------ RECORDS PROVIDED

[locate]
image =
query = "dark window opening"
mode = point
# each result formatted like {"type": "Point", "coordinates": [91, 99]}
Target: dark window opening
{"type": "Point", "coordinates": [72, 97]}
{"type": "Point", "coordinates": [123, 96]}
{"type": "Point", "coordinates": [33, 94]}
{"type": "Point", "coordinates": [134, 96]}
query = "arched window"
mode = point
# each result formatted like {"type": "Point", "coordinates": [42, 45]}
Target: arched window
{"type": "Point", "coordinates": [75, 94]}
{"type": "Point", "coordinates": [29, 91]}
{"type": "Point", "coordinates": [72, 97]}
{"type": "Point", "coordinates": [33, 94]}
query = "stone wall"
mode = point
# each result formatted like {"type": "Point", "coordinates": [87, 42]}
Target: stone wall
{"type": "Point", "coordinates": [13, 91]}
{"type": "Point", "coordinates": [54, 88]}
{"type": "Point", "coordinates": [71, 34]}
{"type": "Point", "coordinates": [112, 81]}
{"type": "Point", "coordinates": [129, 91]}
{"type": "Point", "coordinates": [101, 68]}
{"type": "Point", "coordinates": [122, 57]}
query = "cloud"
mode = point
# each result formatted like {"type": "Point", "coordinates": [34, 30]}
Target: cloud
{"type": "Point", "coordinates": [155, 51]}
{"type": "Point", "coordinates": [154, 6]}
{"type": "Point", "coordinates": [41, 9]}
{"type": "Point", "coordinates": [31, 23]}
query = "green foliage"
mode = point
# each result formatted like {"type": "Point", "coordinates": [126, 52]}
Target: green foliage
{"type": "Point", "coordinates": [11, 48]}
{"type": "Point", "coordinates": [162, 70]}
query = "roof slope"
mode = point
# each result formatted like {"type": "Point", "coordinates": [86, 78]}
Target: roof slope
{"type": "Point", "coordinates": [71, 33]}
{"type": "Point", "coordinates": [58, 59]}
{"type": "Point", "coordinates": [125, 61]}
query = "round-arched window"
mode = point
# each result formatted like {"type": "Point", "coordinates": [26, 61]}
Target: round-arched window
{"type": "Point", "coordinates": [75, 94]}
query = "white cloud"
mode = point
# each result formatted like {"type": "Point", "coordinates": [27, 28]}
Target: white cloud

------------

Word for word, reproduce every line of the data.

_SOLUTION:_
[locate]
image =
query = "dark window opening"
mode = point
# each result formatted like {"type": "Point", "coordinates": [91, 99]}
Target: dark window opening
{"type": "Point", "coordinates": [72, 97]}
{"type": "Point", "coordinates": [123, 96]}
{"type": "Point", "coordinates": [33, 94]}
{"type": "Point", "coordinates": [134, 96]}
query = "arched window"
mode = point
# each result formatted like {"type": "Point", "coordinates": [42, 45]}
Target: arched window
{"type": "Point", "coordinates": [75, 94]}
{"type": "Point", "coordinates": [29, 91]}
{"type": "Point", "coordinates": [72, 97]}
{"type": "Point", "coordinates": [33, 94]}
query = "stone wall"
mode = point
# each result formatted like {"type": "Point", "coordinates": [87, 42]}
Target: stone wall
{"type": "Point", "coordinates": [13, 91]}
{"type": "Point", "coordinates": [54, 88]}
{"type": "Point", "coordinates": [71, 34]}
{"type": "Point", "coordinates": [112, 81]}
{"type": "Point", "coordinates": [129, 91]}
{"type": "Point", "coordinates": [101, 68]}
{"type": "Point", "coordinates": [122, 57]}
query = "cloud"
mode = point
# each result formatted like {"type": "Point", "coordinates": [34, 30]}
Target: cloud
{"type": "Point", "coordinates": [155, 51]}
{"type": "Point", "coordinates": [154, 6]}
{"type": "Point", "coordinates": [41, 9]}
{"type": "Point", "coordinates": [31, 23]}
query = "green foliage"
mode = point
# each result formatted like {"type": "Point", "coordinates": [126, 52]}
Target: green foliage
{"type": "Point", "coordinates": [11, 48]}
{"type": "Point", "coordinates": [162, 70]}
query = "roof slope"
mode = point
# each result formatted like {"type": "Point", "coordinates": [86, 78]}
Target: roof slope
{"type": "Point", "coordinates": [71, 33]}
{"type": "Point", "coordinates": [58, 59]}
{"type": "Point", "coordinates": [125, 61]}
query = "round-arched window"
mode = point
# each result formatted like {"type": "Point", "coordinates": [26, 61]}
Target: round-arched window
{"type": "Point", "coordinates": [75, 94]}
query = "white cloud"
mode = point
# each result formatted like {"type": "Point", "coordinates": [27, 28]}
Target: white cloud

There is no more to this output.